→ Work task 1
According to the conversation transcript, what three stages make up Christina's program?
→ Work task 2
Output the conversation transcript verbatim from "Christina: And it's" to "doesn't like you.".

→ Text block
--- START ---

Christina: Exactly. Or whoever it might be. Although, some people will think that it's a deep process, it's really not, because we start at that upper level of something that's bothering you. Well, what it is? Maybe Jeff makes me feel that I feel like less, and he got the promotion that I think I deserved. And because of that, I think he's a big jerk, and I know he doesn't like me because now there's competition between the two of us," when there's none of that at all. So, it's getting into that to see that. And then, they get their focus on that and say, "Okay, I want to let that go." And that's what they write on the plate, and then they take it to the trailer and they smash the heck out of it.
Christina: And it's a whole different thing going through that smashing experience after you've done that work and then say, "Wow." Then everybody gets back together, they talk about the experience, and then we have like an art sort of project depending on who it is we're working with and what it was that they're trying to work through.
Jeff: I love that you're bringing art into it. So, what kind of artistic project are you talking about?
Christina: Well, right now we're doing something with a plant because our program is, and you can step in and talk-
Jackie: It's okay. Go ahead.
Christina: ... I don't want to do all the talking.
Jackie: You're doing a great job.
Christina: Okay. Okay. which is reveal, release, reclaim. Right? So, the reveal is getting to the root of why you think Jeff is a jerk or Jeff doesn't like you.
Jeff: And I don't like this Jeff guy.

--- END ---

→ Records in a dataset
--- START ---

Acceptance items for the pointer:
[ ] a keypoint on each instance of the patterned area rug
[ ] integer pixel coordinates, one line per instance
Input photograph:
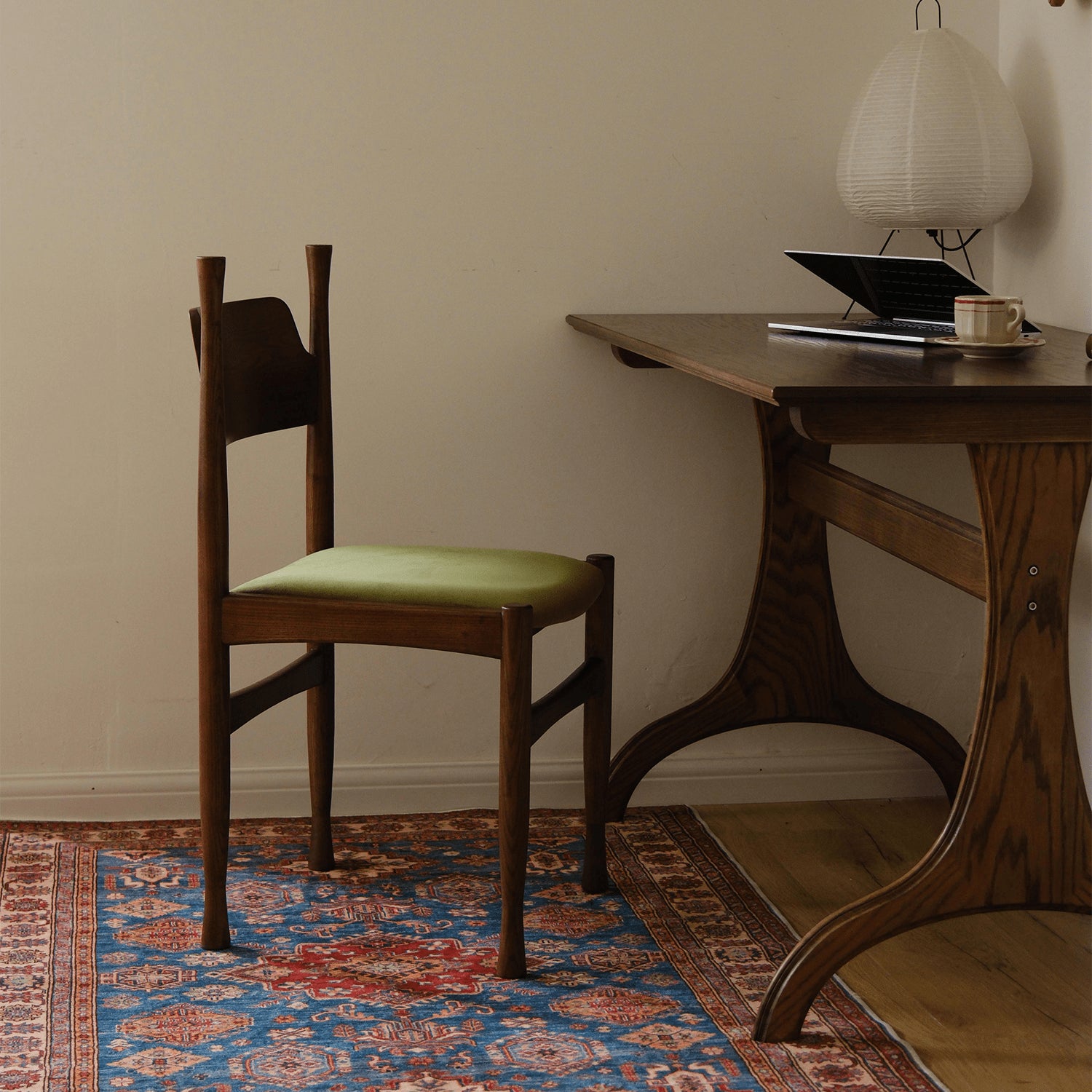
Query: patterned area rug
(377, 978)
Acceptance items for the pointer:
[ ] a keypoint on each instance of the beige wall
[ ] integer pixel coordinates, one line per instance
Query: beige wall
(482, 170)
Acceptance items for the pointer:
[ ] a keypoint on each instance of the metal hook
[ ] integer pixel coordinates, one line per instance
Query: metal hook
(919, 4)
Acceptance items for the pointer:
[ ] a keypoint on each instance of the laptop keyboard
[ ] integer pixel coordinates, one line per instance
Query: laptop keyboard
(909, 327)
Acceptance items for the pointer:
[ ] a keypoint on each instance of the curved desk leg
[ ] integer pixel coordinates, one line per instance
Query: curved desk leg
(1020, 834)
(792, 664)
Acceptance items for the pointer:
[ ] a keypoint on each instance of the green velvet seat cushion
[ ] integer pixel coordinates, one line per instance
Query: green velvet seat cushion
(557, 587)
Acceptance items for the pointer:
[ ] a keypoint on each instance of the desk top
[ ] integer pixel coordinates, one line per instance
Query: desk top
(738, 352)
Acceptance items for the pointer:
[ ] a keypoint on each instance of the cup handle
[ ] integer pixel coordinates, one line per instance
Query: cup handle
(1016, 323)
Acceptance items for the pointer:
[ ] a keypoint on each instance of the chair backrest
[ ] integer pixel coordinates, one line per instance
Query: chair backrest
(269, 380)
(257, 377)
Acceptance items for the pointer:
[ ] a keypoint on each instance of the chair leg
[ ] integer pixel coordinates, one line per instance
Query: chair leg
(513, 812)
(598, 644)
(320, 757)
(215, 766)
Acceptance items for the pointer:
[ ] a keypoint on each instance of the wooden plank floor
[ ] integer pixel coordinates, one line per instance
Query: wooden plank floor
(993, 1002)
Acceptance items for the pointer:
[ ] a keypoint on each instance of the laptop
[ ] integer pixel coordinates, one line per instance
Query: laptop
(912, 299)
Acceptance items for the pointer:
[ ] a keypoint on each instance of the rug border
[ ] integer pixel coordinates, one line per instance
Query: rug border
(838, 980)
(151, 834)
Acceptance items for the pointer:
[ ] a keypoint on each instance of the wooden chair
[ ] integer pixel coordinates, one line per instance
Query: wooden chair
(257, 377)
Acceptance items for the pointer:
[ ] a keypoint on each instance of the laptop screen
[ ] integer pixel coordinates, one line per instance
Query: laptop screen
(893, 288)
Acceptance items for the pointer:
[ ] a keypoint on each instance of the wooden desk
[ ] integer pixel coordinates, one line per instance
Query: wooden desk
(1020, 830)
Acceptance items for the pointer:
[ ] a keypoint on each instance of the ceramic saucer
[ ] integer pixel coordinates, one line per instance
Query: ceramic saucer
(993, 352)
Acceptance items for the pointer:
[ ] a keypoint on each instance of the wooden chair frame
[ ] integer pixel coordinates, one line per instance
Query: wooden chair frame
(226, 620)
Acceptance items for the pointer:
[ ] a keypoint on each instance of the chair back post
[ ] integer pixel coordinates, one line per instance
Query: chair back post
(212, 454)
(320, 446)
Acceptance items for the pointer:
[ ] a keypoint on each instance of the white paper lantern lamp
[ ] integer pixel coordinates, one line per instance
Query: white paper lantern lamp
(934, 141)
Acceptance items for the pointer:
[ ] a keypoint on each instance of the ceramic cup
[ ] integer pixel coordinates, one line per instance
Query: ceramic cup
(989, 320)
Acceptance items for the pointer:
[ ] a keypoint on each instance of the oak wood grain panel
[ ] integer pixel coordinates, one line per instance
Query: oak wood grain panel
(1020, 830)
(939, 544)
(792, 664)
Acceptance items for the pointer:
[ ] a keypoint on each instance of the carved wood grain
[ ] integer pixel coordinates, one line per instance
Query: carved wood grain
(1020, 832)
(792, 664)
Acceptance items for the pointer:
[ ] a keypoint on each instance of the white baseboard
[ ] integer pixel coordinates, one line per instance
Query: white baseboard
(376, 790)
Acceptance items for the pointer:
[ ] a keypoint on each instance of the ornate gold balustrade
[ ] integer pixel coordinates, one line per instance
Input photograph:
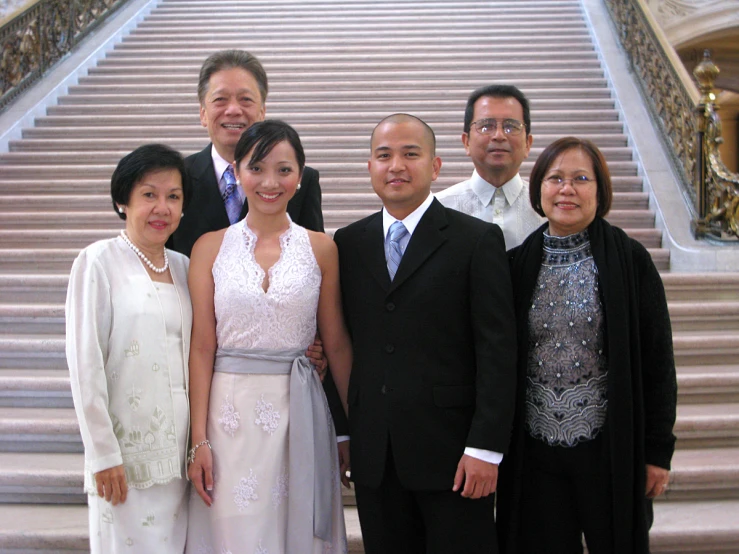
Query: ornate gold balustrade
(41, 35)
(685, 117)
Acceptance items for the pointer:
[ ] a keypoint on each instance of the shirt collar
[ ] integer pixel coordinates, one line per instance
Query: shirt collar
(411, 220)
(219, 164)
(485, 191)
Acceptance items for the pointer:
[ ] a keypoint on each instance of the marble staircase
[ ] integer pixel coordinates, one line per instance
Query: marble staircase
(335, 68)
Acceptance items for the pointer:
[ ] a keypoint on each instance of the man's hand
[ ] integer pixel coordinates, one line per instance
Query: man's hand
(317, 358)
(657, 480)
(344, 462)
(111, 485)
(480, 478)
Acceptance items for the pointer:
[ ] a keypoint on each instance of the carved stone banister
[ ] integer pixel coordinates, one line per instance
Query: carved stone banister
(41, 35)
(685, 117)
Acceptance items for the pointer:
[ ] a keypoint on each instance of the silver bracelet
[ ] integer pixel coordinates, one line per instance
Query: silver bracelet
(194, 449)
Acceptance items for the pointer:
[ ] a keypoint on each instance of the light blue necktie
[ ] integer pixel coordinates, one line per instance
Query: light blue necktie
(394, 253)
(231, 197)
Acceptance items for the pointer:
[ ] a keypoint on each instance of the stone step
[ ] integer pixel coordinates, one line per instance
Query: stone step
(701, 426)
(184, 116)
(167, 133)
(35, 388)
(329, 184)
(446, 83)
(541, 110)
(706, 384)
(64, 529)
(49, 204)
(716, 347)
(310, 143)
(286, 55)
(585, 68)
(704, 474)
(701, 316)
(701, 286)
(32, 287)
(707, 527)
(341, 169)
(20, 351)
(41, 478)
(39, 430)
(327, 155)
(105, 92)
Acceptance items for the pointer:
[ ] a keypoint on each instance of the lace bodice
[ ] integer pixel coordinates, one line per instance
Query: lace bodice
(282, 318)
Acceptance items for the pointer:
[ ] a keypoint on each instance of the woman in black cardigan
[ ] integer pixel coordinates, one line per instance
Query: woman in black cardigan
(597, 389)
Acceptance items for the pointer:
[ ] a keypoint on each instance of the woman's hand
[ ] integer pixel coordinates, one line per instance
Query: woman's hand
(657, 479)
(111, 484)
(200, 472)
(317, 357)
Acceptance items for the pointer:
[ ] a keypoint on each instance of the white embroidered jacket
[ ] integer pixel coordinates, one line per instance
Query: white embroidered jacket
(118, 363)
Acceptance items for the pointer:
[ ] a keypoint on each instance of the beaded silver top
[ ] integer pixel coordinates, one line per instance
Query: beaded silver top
(566, 376)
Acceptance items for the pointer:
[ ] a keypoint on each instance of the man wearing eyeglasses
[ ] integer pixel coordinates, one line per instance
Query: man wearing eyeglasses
(497, 136)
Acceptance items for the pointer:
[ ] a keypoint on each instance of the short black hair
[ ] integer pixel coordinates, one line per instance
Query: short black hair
(132, 168)
(497, 91)
(552, 152)
(403, 117)
(262, 137)
(230, 59)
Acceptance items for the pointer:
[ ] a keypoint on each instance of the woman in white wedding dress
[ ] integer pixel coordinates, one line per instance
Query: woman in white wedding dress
(264, 462)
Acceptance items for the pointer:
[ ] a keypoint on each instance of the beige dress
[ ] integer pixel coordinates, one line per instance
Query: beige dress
(153, 519)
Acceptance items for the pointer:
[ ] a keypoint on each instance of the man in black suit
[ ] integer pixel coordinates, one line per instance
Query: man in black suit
(430, 311)
(232, 90)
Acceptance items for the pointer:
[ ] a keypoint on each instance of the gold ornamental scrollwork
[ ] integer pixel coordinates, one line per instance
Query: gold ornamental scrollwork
(669, 102)
(719, 188)
(39, 36)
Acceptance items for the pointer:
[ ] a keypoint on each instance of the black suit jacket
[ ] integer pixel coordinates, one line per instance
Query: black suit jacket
(207, 212)
(434, 351)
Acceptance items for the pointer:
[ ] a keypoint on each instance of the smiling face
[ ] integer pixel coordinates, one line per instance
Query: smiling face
(154, 208)
(269, 183)
(230, 106)
(402, 165)
(497, 157)
(572, 206)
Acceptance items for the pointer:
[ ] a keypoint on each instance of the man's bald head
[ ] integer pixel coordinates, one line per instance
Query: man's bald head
(428, 132)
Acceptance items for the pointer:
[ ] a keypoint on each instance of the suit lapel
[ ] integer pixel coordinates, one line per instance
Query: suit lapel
(426, 239)
(204, 178)
(373, 250)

--- END ---

→ Exercise output 1
Reveal, release, reclaim.

→ Exercise output 2
Christina: And it's a whole different thing going through that smashing experience after you've done that work and then say, "Wow." Then everybody gets back together, they talk about the experience, and then we have like an art sort of project depending on who it is we're working with and what it was that they're trying to work through.
Jeff: I love that you're bringing art into it. So, what kind of artistic project are you talking about?
Christina: Well, right now we're doing something with a plant because our program is, and you can step in and talk-
Jackie: It's okay. Go ahead.
Christina: ... I don't want to do all the talking.
Jackie: You're doing a great job.
Christina: Okay. Okay. which is reveal, release, reclaim. Right? So, the reveal is getting to the root of why you think Jeff is a jerk or Jeff doesn't like you.